- WHAT YOU HAVE TO DO
Repeat the data in full. Every line must match.

- Records contained in a dataset
┄┄┄┄┄┄┄┄┄┄
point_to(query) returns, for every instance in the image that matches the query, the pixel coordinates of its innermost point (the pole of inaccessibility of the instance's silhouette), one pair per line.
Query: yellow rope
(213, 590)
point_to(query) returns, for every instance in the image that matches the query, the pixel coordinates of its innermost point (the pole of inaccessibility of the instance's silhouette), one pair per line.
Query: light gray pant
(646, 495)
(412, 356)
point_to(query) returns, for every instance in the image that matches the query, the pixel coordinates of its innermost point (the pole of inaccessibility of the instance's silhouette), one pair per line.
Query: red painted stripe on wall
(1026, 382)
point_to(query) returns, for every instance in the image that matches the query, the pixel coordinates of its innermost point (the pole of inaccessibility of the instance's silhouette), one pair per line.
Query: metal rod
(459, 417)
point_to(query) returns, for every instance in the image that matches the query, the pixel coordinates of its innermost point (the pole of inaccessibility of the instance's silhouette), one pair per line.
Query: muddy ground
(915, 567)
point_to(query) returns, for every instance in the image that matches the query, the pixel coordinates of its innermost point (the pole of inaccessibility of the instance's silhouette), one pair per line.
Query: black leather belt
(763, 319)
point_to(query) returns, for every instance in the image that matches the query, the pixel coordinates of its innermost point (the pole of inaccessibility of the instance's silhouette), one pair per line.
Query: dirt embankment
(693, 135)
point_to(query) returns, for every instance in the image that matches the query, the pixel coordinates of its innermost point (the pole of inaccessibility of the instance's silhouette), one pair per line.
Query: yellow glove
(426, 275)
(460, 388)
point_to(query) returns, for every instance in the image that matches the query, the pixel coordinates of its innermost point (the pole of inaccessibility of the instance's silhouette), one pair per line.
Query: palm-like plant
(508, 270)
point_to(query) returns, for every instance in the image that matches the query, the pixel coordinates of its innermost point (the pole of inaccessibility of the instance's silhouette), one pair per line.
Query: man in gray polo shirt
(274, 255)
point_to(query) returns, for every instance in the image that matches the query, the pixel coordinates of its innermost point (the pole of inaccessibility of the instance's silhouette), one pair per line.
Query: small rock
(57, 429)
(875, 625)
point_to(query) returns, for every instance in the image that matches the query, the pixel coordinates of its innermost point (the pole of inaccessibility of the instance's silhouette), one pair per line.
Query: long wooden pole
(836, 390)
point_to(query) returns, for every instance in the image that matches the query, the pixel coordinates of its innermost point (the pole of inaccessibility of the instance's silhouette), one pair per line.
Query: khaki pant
┄┄┄┄┄┄┄┄┄┄
- EXERCISE RESPONSE
point_to(query) returns, for every instance in the image that matches the query, the pixel coordinates of its innermost point (the pole of inaccessibility of the instance's silhouette), one pair per line.
Query: yellow rope
(213, 590)
point_to(query) returns, for every instance in the image that matches the query, the pixel coordinates of its innermost point (the pole of inaccessibility of the instance's silhouette), one pair per line.
Query: light gray pant
(646, 495)
(412, 356)
point_to(query) returns, for every instance in the image that matches the query, the pixel coordinates of its innermost point (the pole of inaccessibility of the instance's silhouette), one pair per line.
Query: red painted stripe on wall
(1026, 382)
point_to(query) returns, for every instance in the image that matches the query, the pixel coordinates of its innermost point (the pole of inaccessibility of the instance's silhouette), one pair per line.
Query: metal rod
(459, 417)
point_to(query) returns, for every instance in the image that matches the query, the pixel coordinates of its innermost point (the pole of inaccessibility of the instance's silhouette), one pair per line.
Query: muddy ground
(915, 567)
point_to(query) returns, for every instance in the image that matches the query, the pixel coordinates of its innermost point (the pole of inaccessibility of the instance's silhouette), one pair per line.
Query: black leather belt
(763, 319)
point_to(query) returns, for every instance in the image that matches the query, the pixel coordinates of its innermost point (the pole of inaccessibility of the instance's silhouette), one pair per line.
Query: dirt embankment
(693, 135)
point_to(query) returns, for every instance in the image that matches the query, the pixel coordinates of its innermost point (the pole of inaccessibility of the instance's silhouette), one pair per line.
Query: yellow glove
(426, 275)
(460, 388)
point_to(query) returns, for every instance in the image that matches the query, the pixel coordinates of its innermost point (the pole of inaccessibility of the instance's silhouette), one pair per line.
Query: palm-like plant
(508, 270)
point_to(query) returns, for every instance in the image that matches the query, the pixel coordinates of its innermost point (the pole of inaccessibility of the instance's silhouette), one pair per line.
Query: man in gray polo shirt
(274, 255)
point_to(query) returns, for every instance in the image that matches the query, the pixel coordinates of its innermost point (the pole of inaccessibility of the instance's silhouette), one pair per line.
Query: small rock
(57, 429)
(875, 625)
point_to(query) returns, for every instance in the image that matches the query, the pixel coordinates of its innermost point (the pole of inaccessibility of the instance's silhouette), one pair per line.
Query: long wooden pole
(836, 390)
point_to(query) returns, for every instance in the image that matches the query, the pixel coordinates of its innermost point (the pole of inaccessibility of the instance's silhouette), one pair per line.
Query: khaki pant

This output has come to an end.